OBJECTIVE:
Reproduce the records below word for word, starting at the line that contains "Practice step: locate the goal net mesh" and ending at the line that contains "x=222, y=155", with both of those lines included. Leave the pictures out of your copy.

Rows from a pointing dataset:
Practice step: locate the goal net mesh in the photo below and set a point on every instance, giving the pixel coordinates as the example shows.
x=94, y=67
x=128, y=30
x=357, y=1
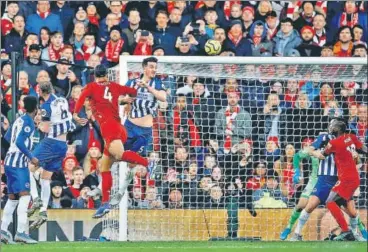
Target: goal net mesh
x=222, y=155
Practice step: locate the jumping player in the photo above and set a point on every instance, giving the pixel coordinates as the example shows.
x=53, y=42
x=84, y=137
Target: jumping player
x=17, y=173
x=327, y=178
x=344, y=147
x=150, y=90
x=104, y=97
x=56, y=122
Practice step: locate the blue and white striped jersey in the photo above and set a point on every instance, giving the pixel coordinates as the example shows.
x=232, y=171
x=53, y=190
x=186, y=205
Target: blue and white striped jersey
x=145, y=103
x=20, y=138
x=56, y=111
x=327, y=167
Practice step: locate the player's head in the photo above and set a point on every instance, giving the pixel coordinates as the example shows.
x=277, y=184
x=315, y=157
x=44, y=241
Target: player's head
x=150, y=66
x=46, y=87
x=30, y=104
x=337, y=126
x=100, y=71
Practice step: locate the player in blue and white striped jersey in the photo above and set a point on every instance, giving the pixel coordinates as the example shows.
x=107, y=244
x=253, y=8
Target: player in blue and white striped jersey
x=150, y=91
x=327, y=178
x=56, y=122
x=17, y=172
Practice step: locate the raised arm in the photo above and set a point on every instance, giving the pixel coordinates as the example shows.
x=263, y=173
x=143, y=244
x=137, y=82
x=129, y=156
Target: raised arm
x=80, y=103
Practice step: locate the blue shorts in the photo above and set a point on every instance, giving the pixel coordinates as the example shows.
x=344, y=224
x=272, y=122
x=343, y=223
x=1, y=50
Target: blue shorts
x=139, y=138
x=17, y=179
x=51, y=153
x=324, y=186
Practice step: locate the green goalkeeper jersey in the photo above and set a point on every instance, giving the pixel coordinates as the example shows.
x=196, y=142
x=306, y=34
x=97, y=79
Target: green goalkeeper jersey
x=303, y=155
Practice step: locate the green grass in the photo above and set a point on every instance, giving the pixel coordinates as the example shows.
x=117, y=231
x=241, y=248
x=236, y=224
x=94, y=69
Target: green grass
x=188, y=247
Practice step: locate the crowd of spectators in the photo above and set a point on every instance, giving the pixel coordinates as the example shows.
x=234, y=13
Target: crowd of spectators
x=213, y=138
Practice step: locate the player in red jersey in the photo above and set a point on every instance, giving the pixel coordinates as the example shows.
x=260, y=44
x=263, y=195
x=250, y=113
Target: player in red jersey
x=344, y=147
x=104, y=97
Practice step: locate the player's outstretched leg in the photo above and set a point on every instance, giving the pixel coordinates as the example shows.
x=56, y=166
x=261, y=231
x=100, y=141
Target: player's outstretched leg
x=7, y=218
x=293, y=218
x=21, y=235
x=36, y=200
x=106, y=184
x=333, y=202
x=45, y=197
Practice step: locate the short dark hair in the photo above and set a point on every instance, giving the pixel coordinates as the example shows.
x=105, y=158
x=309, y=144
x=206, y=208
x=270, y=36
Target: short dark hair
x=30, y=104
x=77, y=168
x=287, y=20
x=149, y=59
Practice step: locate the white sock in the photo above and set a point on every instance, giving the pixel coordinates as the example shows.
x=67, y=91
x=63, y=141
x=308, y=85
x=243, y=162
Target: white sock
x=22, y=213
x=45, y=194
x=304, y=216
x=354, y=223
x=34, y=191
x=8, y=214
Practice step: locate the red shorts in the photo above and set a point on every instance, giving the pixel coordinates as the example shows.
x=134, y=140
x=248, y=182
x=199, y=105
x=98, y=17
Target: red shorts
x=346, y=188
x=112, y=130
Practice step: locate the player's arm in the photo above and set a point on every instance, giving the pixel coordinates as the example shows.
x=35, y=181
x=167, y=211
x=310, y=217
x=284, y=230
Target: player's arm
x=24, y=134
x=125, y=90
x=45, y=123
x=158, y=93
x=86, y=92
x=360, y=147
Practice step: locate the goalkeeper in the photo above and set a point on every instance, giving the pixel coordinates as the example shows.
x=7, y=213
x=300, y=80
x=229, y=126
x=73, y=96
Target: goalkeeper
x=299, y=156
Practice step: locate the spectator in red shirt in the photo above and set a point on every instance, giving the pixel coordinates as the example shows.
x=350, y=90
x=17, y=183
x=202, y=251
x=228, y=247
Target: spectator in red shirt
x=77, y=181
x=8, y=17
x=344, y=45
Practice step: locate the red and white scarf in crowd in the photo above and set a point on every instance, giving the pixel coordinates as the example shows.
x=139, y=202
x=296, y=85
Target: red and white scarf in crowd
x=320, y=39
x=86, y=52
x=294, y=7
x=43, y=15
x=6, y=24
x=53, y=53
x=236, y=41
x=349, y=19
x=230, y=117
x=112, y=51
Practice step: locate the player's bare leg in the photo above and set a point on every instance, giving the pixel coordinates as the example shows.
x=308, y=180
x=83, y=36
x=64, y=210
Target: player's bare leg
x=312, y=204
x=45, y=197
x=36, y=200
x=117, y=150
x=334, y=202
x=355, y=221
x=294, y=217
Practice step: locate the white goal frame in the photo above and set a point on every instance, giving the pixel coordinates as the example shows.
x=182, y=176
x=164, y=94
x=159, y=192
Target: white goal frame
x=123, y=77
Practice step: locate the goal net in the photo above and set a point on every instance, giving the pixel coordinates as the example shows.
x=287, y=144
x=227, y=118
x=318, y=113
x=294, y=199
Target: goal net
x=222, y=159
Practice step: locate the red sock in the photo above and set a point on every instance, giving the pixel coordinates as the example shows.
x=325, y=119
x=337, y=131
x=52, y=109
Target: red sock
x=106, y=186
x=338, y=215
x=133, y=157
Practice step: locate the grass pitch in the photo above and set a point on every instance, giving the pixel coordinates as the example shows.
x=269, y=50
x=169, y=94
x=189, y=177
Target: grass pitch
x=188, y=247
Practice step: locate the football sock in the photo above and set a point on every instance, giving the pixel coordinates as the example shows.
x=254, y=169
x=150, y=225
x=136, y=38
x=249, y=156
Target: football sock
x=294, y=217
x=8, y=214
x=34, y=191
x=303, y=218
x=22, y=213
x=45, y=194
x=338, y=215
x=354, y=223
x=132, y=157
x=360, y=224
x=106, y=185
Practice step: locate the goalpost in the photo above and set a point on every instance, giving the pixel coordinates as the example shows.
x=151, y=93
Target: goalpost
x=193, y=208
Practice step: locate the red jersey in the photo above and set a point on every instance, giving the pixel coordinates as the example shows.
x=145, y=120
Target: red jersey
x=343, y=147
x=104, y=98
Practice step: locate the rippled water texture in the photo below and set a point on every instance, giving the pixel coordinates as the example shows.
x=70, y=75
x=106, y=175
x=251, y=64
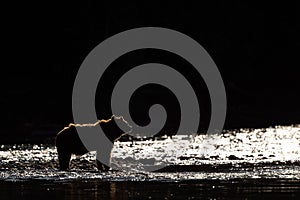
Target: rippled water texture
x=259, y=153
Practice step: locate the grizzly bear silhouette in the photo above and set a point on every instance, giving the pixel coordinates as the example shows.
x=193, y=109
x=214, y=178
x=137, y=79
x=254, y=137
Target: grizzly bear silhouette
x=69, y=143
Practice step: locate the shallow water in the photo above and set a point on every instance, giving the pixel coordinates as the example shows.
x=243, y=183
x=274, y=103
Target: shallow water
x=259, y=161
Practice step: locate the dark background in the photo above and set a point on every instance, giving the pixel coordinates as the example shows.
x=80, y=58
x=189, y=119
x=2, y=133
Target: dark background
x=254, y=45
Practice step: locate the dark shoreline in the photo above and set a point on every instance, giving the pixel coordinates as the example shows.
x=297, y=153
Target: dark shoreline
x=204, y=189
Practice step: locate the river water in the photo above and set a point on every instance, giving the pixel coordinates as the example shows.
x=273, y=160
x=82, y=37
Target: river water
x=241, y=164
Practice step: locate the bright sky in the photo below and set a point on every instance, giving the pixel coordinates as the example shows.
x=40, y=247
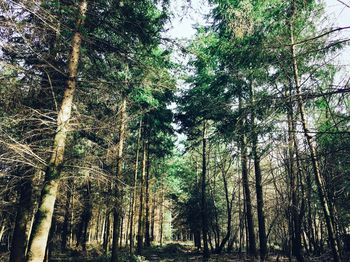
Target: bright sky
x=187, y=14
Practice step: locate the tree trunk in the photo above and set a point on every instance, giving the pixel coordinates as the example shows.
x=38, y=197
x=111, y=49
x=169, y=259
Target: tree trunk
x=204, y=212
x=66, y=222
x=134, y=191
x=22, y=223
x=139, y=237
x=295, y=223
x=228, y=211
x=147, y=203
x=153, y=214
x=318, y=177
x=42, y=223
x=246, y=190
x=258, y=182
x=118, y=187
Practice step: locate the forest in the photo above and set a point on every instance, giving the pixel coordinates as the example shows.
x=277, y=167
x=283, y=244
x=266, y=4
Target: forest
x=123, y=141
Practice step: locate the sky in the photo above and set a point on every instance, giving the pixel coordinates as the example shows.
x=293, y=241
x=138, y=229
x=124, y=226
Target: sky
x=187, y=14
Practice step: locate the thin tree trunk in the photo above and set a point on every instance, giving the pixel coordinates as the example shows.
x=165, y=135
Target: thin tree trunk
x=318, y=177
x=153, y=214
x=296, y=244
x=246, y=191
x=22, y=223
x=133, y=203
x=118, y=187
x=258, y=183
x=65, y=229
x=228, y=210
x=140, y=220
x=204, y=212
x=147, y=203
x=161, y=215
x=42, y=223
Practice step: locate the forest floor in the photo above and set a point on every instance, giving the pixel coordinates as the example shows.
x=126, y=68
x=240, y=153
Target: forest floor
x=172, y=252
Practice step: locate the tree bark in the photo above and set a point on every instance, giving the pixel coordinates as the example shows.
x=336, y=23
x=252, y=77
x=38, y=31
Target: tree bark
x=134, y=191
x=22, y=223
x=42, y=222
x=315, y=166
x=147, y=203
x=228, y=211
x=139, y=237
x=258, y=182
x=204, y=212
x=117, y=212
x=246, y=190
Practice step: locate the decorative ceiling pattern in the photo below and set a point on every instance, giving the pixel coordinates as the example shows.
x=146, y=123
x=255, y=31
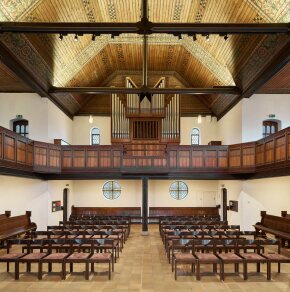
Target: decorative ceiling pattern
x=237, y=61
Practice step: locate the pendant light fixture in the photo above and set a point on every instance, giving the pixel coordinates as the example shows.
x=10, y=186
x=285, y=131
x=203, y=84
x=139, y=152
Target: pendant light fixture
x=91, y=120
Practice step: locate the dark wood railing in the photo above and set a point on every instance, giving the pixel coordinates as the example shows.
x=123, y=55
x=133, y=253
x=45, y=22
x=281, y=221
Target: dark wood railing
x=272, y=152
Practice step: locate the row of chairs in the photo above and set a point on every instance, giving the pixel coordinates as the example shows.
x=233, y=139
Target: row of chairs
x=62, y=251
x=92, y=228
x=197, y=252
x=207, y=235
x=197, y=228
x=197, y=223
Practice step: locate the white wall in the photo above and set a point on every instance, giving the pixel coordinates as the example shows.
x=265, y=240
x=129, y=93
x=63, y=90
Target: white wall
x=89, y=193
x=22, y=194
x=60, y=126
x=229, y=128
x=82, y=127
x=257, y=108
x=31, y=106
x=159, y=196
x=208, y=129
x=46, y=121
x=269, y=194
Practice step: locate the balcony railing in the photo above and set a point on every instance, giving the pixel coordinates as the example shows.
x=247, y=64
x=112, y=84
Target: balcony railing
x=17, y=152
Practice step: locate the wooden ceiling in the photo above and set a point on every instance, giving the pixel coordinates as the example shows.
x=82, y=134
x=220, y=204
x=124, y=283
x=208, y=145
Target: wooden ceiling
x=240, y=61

--

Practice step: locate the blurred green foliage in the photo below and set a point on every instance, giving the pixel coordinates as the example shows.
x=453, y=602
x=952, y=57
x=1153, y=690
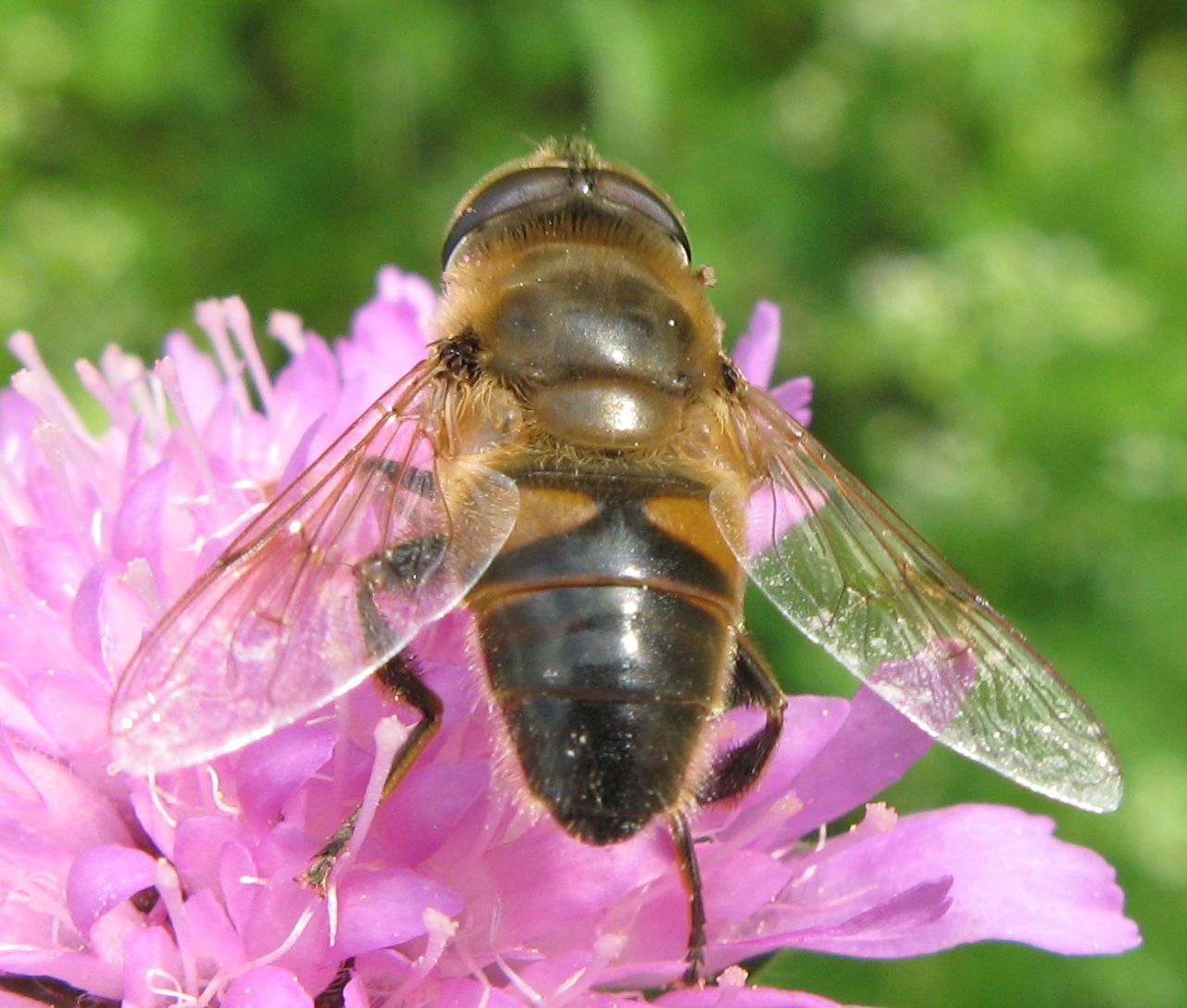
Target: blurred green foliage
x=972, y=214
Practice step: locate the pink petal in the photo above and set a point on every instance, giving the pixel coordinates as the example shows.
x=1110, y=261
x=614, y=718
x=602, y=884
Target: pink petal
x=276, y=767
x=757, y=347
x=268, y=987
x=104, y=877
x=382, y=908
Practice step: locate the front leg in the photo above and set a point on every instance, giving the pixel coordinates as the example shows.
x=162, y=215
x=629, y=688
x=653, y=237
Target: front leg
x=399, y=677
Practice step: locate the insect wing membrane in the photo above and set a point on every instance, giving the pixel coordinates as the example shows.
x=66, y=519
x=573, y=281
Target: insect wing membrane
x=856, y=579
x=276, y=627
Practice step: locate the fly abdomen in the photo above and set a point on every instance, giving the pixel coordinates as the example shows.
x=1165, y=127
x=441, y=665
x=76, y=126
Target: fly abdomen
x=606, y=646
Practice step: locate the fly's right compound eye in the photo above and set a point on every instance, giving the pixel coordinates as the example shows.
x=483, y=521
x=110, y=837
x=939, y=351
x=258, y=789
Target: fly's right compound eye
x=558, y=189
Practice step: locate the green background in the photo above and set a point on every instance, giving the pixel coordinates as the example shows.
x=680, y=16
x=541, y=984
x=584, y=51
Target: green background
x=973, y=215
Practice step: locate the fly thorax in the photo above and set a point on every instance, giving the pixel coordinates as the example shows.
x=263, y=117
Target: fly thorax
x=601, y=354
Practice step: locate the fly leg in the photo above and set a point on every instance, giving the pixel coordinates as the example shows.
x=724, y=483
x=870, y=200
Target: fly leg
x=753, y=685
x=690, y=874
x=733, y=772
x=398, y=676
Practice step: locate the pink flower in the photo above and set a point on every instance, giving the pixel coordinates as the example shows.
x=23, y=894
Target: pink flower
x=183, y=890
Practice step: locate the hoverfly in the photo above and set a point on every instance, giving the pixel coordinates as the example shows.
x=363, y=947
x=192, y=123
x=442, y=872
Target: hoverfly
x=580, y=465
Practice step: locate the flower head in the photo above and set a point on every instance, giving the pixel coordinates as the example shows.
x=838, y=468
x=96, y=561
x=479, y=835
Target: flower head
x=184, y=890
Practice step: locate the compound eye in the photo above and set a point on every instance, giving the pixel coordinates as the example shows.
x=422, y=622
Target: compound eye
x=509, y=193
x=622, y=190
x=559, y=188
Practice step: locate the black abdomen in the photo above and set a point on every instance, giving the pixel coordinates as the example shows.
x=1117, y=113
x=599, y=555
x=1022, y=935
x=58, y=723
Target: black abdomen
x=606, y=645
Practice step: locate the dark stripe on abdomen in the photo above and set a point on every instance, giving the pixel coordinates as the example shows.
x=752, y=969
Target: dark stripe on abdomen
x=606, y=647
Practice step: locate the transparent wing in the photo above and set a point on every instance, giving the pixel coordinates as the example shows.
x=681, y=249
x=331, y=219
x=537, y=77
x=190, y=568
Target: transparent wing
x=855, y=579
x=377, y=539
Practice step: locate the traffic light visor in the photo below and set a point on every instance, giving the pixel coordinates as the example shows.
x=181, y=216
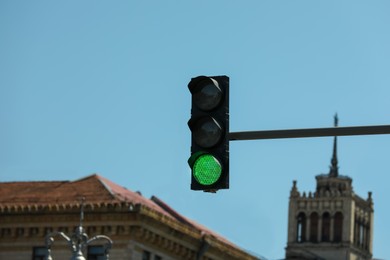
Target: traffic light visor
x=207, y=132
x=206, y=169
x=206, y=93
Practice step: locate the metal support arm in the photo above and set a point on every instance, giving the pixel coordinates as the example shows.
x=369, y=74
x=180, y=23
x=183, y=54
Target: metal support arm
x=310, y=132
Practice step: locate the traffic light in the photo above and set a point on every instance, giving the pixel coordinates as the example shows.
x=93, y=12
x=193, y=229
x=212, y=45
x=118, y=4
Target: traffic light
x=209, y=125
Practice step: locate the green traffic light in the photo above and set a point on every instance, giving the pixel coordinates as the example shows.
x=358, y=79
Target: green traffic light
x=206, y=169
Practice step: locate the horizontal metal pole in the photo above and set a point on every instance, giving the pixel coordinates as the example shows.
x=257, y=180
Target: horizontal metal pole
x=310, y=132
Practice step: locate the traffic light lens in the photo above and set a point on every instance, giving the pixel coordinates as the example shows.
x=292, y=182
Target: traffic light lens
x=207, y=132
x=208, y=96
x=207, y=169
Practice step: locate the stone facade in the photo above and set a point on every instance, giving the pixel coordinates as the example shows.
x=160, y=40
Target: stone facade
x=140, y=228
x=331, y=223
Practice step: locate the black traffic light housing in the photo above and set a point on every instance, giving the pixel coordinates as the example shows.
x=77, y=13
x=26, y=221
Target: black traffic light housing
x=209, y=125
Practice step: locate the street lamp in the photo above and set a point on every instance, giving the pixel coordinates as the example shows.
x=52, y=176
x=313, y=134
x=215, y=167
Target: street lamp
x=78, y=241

RESULT FOR THIS EXERCISE:
Practice step: locate the goal net mesh in the photo below and set a point on every instance, giving the pixel coordinates as the example shows.
x=94, y=67
x=128, y=30
x=357, y=1
Target: goal net mesh
x=222, y=155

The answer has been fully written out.